PROBLEM: Retype the range from the line holding "Put a dot on each instance of the man" to the last line of the listing, inclusive, exactly as it appears and with nothing else.
######
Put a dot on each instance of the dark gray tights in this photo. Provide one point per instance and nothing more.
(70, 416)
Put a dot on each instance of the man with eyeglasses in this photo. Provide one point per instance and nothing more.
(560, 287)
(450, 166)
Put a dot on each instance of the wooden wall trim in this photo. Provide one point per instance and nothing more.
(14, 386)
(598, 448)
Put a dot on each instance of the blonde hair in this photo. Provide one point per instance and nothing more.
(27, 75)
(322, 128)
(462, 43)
######
ANSWER FOR THIS EXERCISE:
Put a dot on each instance of the man with eyeglasses in this photo. Provide one point per instance and nothing more.
(560, 287)
(450, 166)
Put a dot on each instance of the wooden wall trim in this photo. Provide one point per instance and nothing more.
(14, 386)
(598, 448)
Put a dot on each instance of the blonde hair in this photo. Provide one point per instance and nothing more.
(27, 75)
(322, 128)
(462, 43)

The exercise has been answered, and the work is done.